EXTRACTED TEXT.

In the modern debate between science and religion it is often said that religion believes in miracles, thus demonstrating that it is false, while science doesn’t. ‘Enlightenment’ science only believes in natural, by which it means materialist, physicalist laws, rejecting supernatural explanations.
Such a stance is becoming increasingly hard to maintain, as we move to a new paradigm in science, a reunification with spiritual thinking. I recently came across these two quotes from Bishop George Berkeley, the 18th century philosopher, which seem to me to describe how outdated this materialist approach is:
“Nothing can be more evident to anyone that is capable of the least reflection, than the existence of God, or a spirit who is intimately present to our minds… on whom we have an absolute and entire dependence, in short, in whom we live, and move, and have our being”.
“That the discovery of this great truth which lies so near and obvious to the mind, should be attained to by the reason of so very few, is a sad instance of the stupidity and inattention of men, who, though they are surrounded with such clear manifestations of the Deity, are yet so little affected by them, that they seem as it were blinded with excess of light”¹.
One apparent miracle is the transformation of an apparently lifeless egg into a chicken, and another is the fact that the fertilisation of a human egg by a single sperm can eventually lead to a being capable of composing symphonies and producing artistic works of genius. As Lawrence LeShan puts it: “This (Darwinian) theory must be stretched to its limits to account for such things as eggs, and even this intellectual stretching is very unconvincing. Science is reluctant to admit this fact, since it smacks of what has come to be known as ‘intelligent design’ ”².
Perhaps the greatest miracle of all is the process of metamorphosis. How a caterpillar is transformed into a butterfly, and why ‘nature’ deems this necessary, appears to be completely beyond comprehension. Michael Denton describes it thus: “…the complete dissolution of all the organ systems of the larva and their reconstitution de novo from small masses of undifferentiated embryonic cells called the imaginal discs. In other words, one type of fully functional organism is broken down into what amounts to a nutrient broth from which an utterly different type of organism emerges”³.

TASK ITEM A. From the essay on miracles, extract the passage word for word, beginning at the words "In the modern" and stopping after "rejecting supernatural explanations.".
TASK ITEM B.
Answer these questions from the essay on miracles:
(i) In which century did the philosopher George Berkeley live?
(ii) In the Michael Denton quote, what are the small masses of undifferentiated embryonic cells called?
(iii) In the Lawrence LeShan quote, what does science's reluctance smack of?

EXTRACTED INFORMATION.
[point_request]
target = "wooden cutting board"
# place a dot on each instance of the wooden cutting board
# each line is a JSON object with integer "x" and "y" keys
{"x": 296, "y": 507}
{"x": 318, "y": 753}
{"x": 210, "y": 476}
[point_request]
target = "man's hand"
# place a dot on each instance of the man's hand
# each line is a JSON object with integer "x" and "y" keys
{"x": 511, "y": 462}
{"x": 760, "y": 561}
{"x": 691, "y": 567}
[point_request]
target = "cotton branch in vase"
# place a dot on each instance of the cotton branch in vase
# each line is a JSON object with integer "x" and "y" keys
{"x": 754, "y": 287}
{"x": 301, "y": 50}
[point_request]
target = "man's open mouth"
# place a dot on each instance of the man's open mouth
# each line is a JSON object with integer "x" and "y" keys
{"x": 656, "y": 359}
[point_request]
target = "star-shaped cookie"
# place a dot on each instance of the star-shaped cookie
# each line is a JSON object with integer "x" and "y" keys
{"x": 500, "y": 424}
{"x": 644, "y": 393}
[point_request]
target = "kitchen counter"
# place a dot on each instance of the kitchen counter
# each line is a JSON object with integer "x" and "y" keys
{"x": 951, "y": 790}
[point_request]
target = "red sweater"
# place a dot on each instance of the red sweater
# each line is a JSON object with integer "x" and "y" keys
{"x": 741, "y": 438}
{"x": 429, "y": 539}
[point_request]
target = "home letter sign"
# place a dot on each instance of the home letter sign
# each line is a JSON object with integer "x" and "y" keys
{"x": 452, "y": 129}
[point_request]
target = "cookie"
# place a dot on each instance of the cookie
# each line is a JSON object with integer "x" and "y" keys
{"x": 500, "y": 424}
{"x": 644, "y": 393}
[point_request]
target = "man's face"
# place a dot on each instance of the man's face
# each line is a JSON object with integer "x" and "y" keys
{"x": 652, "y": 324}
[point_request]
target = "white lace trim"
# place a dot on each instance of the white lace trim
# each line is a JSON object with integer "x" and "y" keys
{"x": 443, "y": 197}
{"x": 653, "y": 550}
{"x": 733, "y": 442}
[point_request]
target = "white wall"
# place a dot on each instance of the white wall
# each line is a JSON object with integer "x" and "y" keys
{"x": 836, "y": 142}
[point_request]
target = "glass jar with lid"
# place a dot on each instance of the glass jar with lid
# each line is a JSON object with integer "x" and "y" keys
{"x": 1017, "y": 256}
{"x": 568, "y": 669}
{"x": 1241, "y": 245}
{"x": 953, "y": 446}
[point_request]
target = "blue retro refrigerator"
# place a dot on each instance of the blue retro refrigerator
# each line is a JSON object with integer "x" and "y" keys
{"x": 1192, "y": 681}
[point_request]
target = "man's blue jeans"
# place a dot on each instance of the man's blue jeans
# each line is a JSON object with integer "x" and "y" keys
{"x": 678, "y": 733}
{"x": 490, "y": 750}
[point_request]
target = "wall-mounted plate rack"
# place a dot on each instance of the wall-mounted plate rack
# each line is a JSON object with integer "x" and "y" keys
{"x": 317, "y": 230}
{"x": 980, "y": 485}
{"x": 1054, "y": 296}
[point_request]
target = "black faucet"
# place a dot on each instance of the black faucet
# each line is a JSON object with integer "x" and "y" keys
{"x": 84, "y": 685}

RESPONSE AREA A.
In the modern debate between science and religion it is often said that religion believes in miracles, thus demonstrating that it is false, while science doesn’t. ‘Enlightenment’ science only believes in natural, by which it means materialist, physicalist laws, rejecting supernatural explanations.

RESPONSE AREA B.
(i) The 18th century.
(ii) The imaginal discs.
(iii) What has come to be known as "intelligent design."